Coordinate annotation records
----

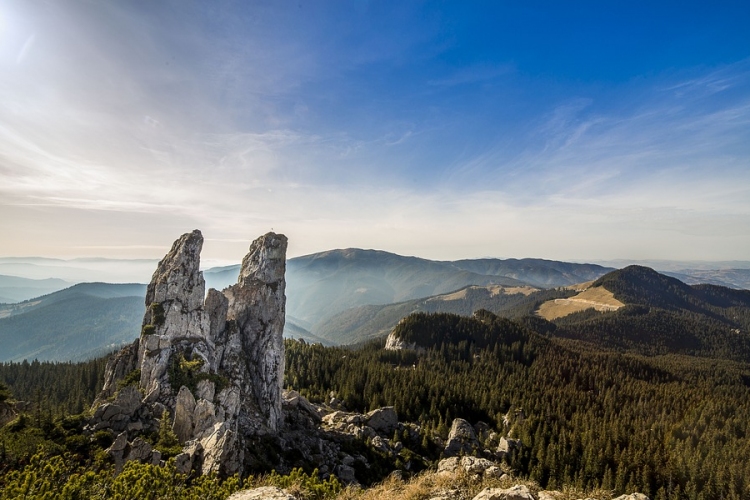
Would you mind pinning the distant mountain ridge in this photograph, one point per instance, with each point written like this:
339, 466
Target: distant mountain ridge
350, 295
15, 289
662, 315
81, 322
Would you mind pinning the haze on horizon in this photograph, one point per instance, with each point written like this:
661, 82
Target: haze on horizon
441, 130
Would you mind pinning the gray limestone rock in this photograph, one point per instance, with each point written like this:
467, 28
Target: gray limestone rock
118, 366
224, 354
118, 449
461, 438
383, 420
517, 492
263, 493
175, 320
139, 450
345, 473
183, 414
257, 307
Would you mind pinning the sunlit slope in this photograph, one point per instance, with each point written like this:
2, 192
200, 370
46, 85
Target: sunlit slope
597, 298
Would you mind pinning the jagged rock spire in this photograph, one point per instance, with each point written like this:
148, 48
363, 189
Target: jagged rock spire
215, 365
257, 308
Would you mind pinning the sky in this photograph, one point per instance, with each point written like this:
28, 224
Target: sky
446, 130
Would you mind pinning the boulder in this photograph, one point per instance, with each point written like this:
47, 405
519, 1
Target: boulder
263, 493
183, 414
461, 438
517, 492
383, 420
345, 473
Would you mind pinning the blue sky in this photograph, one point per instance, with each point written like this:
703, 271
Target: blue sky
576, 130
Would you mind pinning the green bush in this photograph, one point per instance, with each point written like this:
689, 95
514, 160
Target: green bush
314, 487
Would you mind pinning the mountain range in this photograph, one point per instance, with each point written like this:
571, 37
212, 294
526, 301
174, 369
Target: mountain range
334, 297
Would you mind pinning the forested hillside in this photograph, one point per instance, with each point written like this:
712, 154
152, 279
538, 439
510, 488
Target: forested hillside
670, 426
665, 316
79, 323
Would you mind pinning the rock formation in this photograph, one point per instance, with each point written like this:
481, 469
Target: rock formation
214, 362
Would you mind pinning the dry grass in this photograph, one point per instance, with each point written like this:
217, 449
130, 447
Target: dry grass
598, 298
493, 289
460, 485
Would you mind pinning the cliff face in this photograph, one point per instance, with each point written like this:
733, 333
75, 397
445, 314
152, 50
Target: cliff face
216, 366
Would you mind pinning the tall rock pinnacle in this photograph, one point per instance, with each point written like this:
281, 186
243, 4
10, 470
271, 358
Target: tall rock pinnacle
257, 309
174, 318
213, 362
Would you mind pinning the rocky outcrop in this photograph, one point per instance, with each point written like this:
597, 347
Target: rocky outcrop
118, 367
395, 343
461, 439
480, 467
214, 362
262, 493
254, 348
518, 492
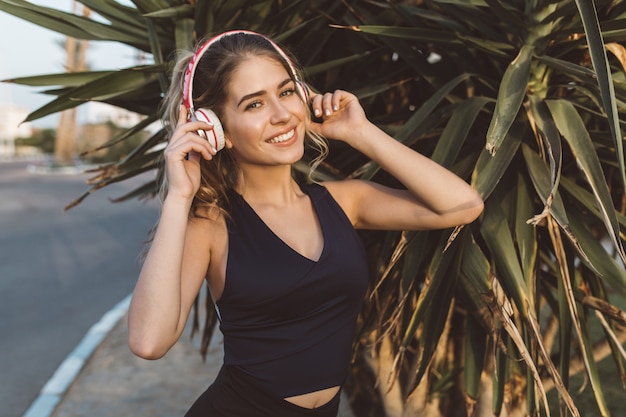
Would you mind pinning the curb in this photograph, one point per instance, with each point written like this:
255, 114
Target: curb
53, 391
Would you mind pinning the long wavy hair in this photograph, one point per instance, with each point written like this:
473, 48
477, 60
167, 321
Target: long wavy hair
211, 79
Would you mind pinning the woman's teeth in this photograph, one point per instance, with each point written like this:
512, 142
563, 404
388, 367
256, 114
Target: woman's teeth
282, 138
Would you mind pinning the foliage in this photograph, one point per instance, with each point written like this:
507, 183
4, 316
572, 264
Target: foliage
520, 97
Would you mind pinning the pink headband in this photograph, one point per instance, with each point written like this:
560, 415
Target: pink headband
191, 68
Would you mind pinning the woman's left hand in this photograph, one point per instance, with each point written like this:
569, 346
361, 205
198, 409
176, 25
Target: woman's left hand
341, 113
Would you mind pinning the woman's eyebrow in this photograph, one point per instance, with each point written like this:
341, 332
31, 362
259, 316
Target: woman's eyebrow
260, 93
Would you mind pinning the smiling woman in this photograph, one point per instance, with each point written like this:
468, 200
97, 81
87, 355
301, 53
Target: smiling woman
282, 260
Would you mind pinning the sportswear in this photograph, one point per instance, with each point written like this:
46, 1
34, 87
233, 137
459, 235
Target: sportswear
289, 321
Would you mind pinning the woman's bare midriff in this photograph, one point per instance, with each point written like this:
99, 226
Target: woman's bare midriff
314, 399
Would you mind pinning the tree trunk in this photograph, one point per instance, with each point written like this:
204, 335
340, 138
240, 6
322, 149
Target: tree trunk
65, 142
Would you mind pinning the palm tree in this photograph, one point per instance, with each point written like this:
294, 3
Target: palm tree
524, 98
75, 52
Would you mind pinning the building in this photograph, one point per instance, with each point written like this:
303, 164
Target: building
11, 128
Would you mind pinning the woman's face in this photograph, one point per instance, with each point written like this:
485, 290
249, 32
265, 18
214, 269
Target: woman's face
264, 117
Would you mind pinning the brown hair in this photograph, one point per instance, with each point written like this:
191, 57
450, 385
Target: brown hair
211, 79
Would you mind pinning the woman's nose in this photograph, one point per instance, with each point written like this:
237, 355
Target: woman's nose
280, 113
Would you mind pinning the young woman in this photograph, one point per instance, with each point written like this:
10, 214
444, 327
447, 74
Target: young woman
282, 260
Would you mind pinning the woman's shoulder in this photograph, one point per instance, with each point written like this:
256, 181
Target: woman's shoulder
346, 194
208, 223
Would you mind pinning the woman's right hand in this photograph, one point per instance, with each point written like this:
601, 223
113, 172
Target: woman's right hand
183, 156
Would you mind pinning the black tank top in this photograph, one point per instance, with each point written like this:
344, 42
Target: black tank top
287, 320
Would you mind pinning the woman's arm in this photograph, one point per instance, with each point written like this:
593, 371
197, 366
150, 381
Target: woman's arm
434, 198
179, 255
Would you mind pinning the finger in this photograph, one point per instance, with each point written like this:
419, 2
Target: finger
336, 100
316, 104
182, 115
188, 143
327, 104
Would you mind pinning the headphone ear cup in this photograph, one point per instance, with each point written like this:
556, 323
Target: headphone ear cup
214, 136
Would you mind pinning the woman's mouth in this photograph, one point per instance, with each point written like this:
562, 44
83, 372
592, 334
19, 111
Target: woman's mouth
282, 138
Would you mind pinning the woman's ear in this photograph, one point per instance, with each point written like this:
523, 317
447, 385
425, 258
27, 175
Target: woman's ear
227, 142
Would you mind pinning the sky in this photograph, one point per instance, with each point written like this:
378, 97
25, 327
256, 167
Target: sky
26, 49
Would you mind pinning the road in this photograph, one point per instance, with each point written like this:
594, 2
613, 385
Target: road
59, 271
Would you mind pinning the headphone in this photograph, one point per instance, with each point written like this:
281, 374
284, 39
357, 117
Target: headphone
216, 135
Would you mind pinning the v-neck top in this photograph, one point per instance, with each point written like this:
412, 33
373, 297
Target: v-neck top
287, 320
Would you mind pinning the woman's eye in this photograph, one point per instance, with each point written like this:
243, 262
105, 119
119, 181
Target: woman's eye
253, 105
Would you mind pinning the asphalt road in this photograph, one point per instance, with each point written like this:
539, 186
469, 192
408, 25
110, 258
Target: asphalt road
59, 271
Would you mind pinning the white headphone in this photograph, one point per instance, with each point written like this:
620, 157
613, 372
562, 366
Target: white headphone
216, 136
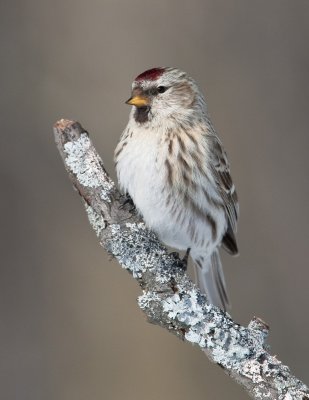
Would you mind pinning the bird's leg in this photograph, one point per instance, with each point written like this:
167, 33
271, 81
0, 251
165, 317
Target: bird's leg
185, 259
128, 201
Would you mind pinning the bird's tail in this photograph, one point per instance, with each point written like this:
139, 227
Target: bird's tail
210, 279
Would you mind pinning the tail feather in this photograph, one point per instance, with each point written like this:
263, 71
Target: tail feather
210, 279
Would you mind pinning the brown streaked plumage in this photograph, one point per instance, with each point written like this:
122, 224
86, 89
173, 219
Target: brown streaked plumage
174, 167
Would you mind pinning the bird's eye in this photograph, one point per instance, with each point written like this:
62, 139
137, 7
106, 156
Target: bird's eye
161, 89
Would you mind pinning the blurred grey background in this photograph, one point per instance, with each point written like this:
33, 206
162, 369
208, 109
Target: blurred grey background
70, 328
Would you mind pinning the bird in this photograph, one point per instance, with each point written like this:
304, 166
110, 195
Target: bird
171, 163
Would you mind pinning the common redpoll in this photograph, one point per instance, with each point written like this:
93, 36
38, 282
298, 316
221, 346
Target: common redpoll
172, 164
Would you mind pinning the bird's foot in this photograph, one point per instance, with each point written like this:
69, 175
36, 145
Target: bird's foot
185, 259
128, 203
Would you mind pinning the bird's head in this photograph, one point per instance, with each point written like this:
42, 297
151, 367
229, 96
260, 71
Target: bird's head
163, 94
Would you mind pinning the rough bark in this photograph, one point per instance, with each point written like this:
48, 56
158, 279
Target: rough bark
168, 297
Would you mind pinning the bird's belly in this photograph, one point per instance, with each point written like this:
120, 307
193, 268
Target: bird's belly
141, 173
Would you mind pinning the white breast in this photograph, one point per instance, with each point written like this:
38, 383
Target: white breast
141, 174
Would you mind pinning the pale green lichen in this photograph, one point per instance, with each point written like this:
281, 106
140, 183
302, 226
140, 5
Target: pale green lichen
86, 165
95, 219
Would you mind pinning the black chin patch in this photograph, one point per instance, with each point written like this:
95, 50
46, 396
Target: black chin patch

----

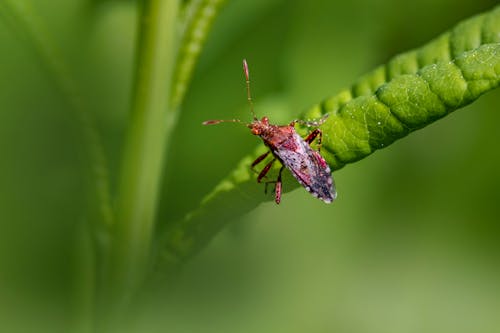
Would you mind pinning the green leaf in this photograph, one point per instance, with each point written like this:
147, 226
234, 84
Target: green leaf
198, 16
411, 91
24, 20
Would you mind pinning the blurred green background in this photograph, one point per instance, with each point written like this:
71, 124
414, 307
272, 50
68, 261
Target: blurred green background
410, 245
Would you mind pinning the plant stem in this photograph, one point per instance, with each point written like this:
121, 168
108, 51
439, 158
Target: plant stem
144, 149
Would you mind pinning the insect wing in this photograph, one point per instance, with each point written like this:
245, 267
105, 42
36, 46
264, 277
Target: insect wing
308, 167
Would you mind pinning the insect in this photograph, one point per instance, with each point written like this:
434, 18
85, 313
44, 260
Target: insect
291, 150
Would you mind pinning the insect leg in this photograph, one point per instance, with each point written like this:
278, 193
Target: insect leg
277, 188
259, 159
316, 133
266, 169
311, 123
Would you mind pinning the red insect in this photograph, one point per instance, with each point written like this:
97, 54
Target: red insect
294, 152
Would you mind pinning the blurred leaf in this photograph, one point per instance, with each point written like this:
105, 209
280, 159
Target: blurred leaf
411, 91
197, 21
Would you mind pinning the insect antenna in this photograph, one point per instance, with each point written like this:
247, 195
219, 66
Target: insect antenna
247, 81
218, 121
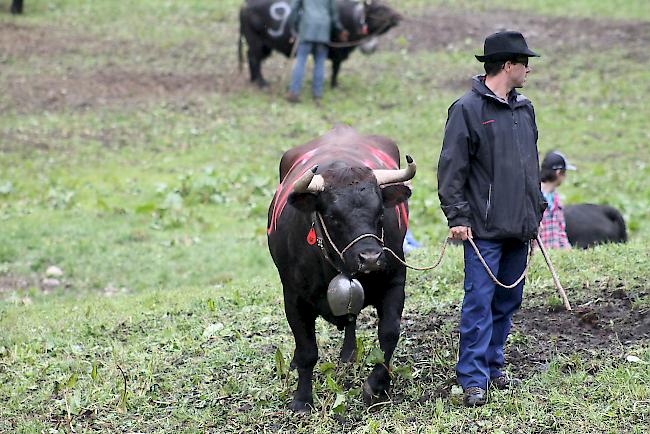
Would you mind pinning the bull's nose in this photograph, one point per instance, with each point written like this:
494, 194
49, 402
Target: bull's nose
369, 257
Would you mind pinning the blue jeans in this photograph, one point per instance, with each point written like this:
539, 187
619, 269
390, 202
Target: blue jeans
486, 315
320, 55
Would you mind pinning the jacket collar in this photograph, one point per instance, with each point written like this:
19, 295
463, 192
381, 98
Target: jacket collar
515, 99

----

▶ _Set task_:
Locate each line in the records that contains the word "outcrop" and copy those lines out. Treat uppercase and lowercase letters as different.

▶ _Full response_:
Would you mind pinning the rocky outcrop in this photograph, one point per instance, with each point written like this:
Target: rocky outcrop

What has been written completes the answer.